> [Work order]:
Please reproduce the data exactly, though every picture must stay out.

> [Task data]:

_ _ _ _ _

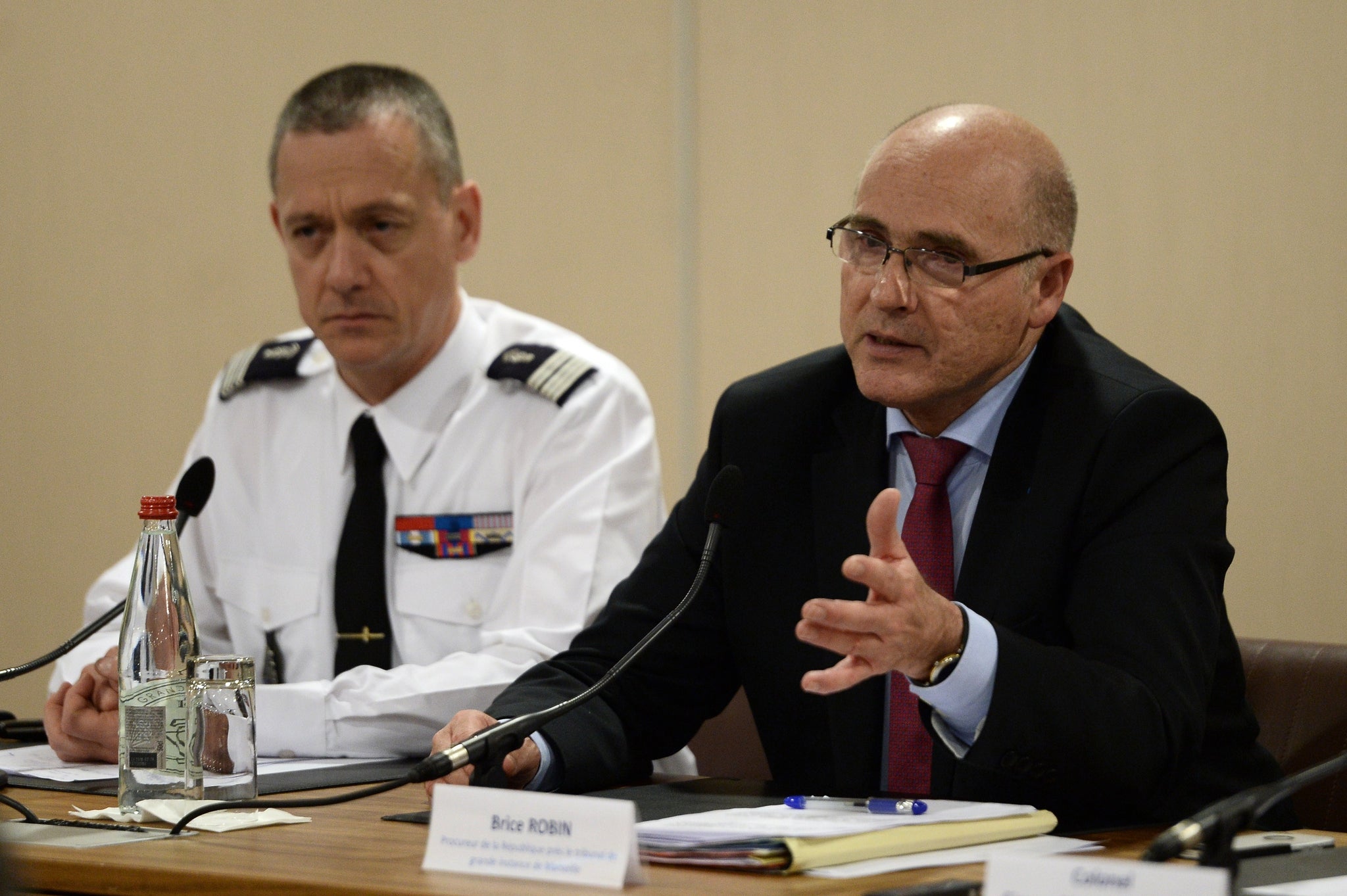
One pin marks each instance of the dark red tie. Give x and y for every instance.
(929, 534)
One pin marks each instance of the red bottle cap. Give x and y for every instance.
(158, 507)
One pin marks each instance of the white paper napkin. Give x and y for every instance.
(172, 811)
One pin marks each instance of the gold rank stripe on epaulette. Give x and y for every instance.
(551, 373)
(275, 360)
(232, 379)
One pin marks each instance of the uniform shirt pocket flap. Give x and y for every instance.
(451, 592)
(274, 594)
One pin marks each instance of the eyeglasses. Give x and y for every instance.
(869, 253)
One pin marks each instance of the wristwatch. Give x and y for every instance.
(942, 668)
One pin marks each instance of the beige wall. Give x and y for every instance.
(1208, 143)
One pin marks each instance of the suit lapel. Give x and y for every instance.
(848, 474)
(998, 524)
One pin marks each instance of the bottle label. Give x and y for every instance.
(155, 719)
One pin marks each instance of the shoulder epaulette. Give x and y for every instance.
(266, 361)
(550, 371)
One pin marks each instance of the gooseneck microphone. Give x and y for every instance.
(193, 492)
(488, 747)
(492, 744)
(1215, 826)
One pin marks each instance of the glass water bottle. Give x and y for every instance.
(158, 635)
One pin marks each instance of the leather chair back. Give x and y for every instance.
(1299, 693)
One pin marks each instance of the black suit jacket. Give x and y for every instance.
(1097, 551)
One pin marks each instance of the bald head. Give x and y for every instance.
(994, 145)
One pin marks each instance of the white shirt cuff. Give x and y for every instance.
(291, 720)
(961, 703)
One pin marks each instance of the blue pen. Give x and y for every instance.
(873, 805)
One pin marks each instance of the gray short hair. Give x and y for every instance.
(349, 96)
(1051, 209)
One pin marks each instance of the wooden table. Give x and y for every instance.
(349, 851)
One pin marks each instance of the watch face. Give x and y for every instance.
(942, 668)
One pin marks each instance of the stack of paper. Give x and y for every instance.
(791, 840)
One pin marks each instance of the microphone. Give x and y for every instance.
(193, 493)
(1215, 826)
(488, 747)
(194, 490)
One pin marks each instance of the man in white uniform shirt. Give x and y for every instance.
(511, 466)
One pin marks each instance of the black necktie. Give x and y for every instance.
(364, 637)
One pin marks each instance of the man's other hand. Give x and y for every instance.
(81, 717)
(519, 766)
(903, 626)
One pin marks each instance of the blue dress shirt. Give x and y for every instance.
(962, 700)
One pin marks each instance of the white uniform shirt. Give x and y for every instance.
(582, 482)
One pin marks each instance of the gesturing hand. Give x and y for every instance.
(81, 717)
(519, 766)
(903, 626)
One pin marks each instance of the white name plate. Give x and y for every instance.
(515, 833)
(1071, 876)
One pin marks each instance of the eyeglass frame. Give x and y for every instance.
(969, 271)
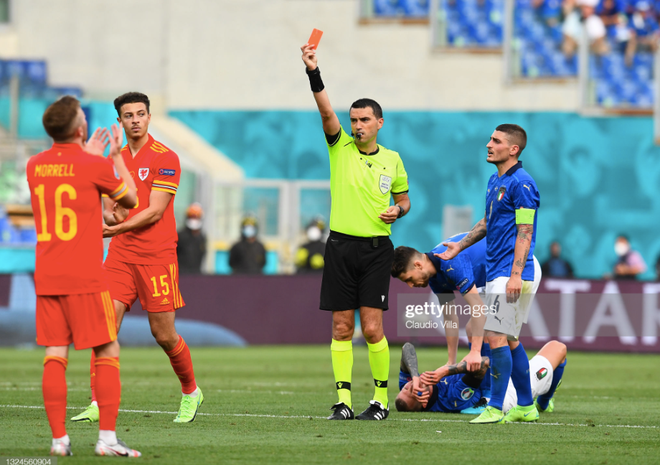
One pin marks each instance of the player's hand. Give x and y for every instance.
(97, 144)
(110, 231)
(453, 249)
(422, 393)
(430, 377)
(390, 215)
(513, 289)
(116, 140)
(473, 361)
(120, 213)
(309, 56)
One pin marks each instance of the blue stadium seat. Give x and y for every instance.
(415, 8)
(387, 8)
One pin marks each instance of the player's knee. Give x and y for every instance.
(342, 331)
(373, 333)
(165, 339)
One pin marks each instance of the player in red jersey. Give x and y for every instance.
(142, 261)
(73, 302)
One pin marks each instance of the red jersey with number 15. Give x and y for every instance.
(154, 168)
(65, 190)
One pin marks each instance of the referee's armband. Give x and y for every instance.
(525, 216)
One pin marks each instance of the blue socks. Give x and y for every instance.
(485, 352)
(544, 399)
(500, 366)
(520, 376)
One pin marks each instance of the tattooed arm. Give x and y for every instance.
(434, 377)
(409, 365)
(477, 233)
(409, 360)
(520, 253)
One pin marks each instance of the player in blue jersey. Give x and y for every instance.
(509, 226)
(451, 388)
(465, 273)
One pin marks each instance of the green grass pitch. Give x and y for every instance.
(267, 405)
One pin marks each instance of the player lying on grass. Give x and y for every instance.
(466, 273)
(452, 388)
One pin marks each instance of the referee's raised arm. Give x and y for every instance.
(331, 124)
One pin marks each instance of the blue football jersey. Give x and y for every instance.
(515, 189)
(451, 395)
(460, 273)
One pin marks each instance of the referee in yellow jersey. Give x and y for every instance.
(359, 253)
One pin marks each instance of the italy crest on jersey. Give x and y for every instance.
(467, 393)
(385, 183)
(541, 373)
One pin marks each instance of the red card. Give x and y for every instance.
(315, 38)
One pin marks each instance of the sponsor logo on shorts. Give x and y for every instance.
(467, 393)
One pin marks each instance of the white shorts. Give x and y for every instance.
(508, 318)
(540, 377)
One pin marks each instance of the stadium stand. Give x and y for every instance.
(538, 38)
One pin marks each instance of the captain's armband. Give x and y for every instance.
(525, 216)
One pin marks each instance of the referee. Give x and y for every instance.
(359, 253)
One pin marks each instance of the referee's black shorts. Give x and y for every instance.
(356, 272)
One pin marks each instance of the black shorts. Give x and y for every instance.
(356, 272)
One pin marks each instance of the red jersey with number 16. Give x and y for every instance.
(65, 190)
(154, 168)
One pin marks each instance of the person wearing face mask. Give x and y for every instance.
(309, 257)
(630, 263)
(248, 255)
(191, 247)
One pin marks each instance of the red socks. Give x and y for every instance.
(54, 391)
(182, 364)
(108, 391)
(92, 375)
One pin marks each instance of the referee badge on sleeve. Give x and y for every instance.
(385, 183)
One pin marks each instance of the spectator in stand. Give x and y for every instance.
(248, 255)
(630, 263)
(310, 255)
(549, 11)
(612, 13)
(572, 29)
(555, 266)
(191, 247)
(644, 29)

_ _ _ _ _

> [Expected answer]:
One pin marks each instance of the dark red tie. Give x and y for every instance.
(929, 534)
One pin marks each instance of the red bottle cap. Give x and y for every instance.
(158, 507)
One pin marks each instance of the white paper napkin. Give x and y for every instance.
(172, 811)
One pin marks each instance of the gold rank stripe on epaulette. Give x and y for every instance.
(551, 373)
(275, 360)
(232, 379)
One pin marks each instance of the uniform shirt pocket flap. Give x and y for every instance.
(451, 592)
(274, 594)
One pin marks each instance of the eyeglasses. Give x and y for every instance.
(869, 253)
One pin marks each instance of the wristwatch. Give x and y for every instance.
(942, 668)
One pin marks each instance of the beige wall. Give x and y for every instance.
(1208, 143)
One pin marks each instance of the suit lapel. Give x and y for every instance.
(848, 474)
(998, 524)
One pin marks each instance of the bottle label. Give x and y for every instance.
(155, 719)
One pin marks each instance of the shoulder epaulette. Give x and y for every instance.
(266, 361)
(550, 371)
One pin marks each instance of the gooseneck microphone. Give x and y for every instance.
(193, 492)
(488, 747)
(492, 744)
(1215, 826)
One pin marks each instance of the glass water bottle. Give x and y for every instance.
(158, 635)
One pin marks each instance of the leather chair back. Give x and y for every instance.
(1299, 693)
One pin marks each instance of the black suit jacket. Give x and y for every instance.
(1097, 551)
One pin marks each instance of the bald head. Give x and y for every instance.
(994, 145)
One pin marks each instance of the white shirt cuff. Give x and y for every instance.
(291, 720)
(961, 703)
One pin marks each instance of the blue pen. Give x and y for every instance.
(873, 805)
One pin marks each instance of the gray short hair. Give x and y for every instance.
(349, 96)
(1051, 209)
One pin marks each instance of the wooden table. Give x and y for every instance.
(349, 851)
One pin marks each instance of the watch face. Give x and y for every instance.
(942, 668)
One pin marks each instance of the stack of paper. Give x and y for every instance.
(791, 840)
One pin marks each instance of the microphone. Give x and y for every instance.
(193, 493)
(1215, 826)
(488, 747)
(194, 490)
One pin marks each instance of the man in white uniform shirt. Give x and y for every instance.
(511, 466)
One pin marks each instance of the black necktie. Give x and y for every instance.
(364, 637)
One pin marks each instance of the man's other hand. Give x and y for every instance.
(81, 717)
(519, 766)
(903, 626)
One pin marks each instance of the blue dress shirt. Give x and y for every instance.
(962, 700)
One pin marks each instance of the white uniform shirt. Give x and y for every instance.
(582, 482)
One pin marks each instance of the gesturing hand. Give x and y for every instance.
(81, 717)
(519, 766)
(903, 626)
One pin marks each instance of the white name plate. Give x and y for every instance.
(515, 833)
(1071, 876)
One pin marks each instance of the eyeglass frame. Give x and y for every instance.
(969, 271)
One pin marks each instance of the player's hand. Give x and y for every instance.
(97, 144)
(110, 231)
(453, 249)
(422, 393)
(430, 377)
(390, 215)
(513, 289)
(116, 140)
(473, 361)
(120, 213)
(309, 56)
One pin marks each instance of the blue stadium seat. Give x and y for every instance.
(415, 8)
(387, 8)
One pin marks each instance of the player's knee. Give x and y for every instance.
(342, 331)
(373, 333)
(165, 339)
One pin marks each instance of the player in red jersey. Give x and y for every instance.
(142, 261)
(73, 302)
One pin marks each instance of the red jersey with number 15. Give x and y for every instance.
(154, 168)
(65, 190)
One pin marks each instance of the referee's armband. Give x and y for every instance.
(525, 216)
One pin marks each instance of the blue socks. Give x and y for every instance.
(485, 352)
(544, 399)
(500, 366)
(520, 376)
One pin marks each instance of the tattooed arm. Give x and y for every instance.
(434, 377)
(409, 365)
(477, 233)
(409, 360)
(520, 253)
One pin marks each instance of the player in blue jersey. Give x and y for every instance.
(509, 226)
(451, 388)
(465, 273)
One pin marks each instance of the green grass pitch. Give x and y for every instance.
(267, 405)
One pin marks each instance of the player lying on grass. Give x and y for every instance.
(466, 273)
(452, 388)
One pin marks each instance of the referee's raised arm. Give x and y for every instance.
(331, 124)
One pin marks each instance of the blue football jersey. Give x and y for every instance.
(515, 189)
(451, 395)
(460, 273)
One pin marks each instance of the referee in yellow jersey. Give x and y for every instance.
(359, 253)
One pin marks each instance of the italy crest on jersey. Give x and y for every instance.
(467, 393)
(385, 183)
(541, 373)
One pin marks each instance of the red card. Give x and y for every instance.
(315, 38)
One pin marks each instance of the sponsor logo on shorts. Give x and y for every instance.
(467, 393)
One pin marks each instance of the white shorts. Give x and y for every instance.
(508, 318)
(540, 377)
One pin marks each instance of the stadium stand. Give x and y for every instance.
(538, 38)
One pin marks each instance of the captain's armband. Give x and y for every instance.
(525, 216)
One pin marks each instance of the referee. Give x and y for every instance.
(359, 253)
One pin marks each instance of the referee's black shorts. Give x and y for every instance.
(356, 272)
One pin marks each instance of the black shorts. Give x and y for every instance.
(356, 272)
One pin marks each instance of the red jersey with number 16. Give x and y for every instance.
(65, 190)
(154, 168)
One pin marks each instance of the person wearing face mask. Give x and y for every instance.
(309, 257)
(630, 263)
(248, 255)
(191, 247)
One pin marks each instance of the red socks. Give x and y for every instance.
(54, 391)
(182, 364)
(108, 391)
(92, 375)
One pin marks each instance of the referee badge on sleeve. Give x and y for every instance.
(385, 183)
One pin marks each instance of the spectator in stand. Give x and y for every instance.
(248, 255)
(630, 263)
(310, 255)
(549, 11)
(612, 13)
(572, 29)
(555, 266)
(191, 247)
(644, 29)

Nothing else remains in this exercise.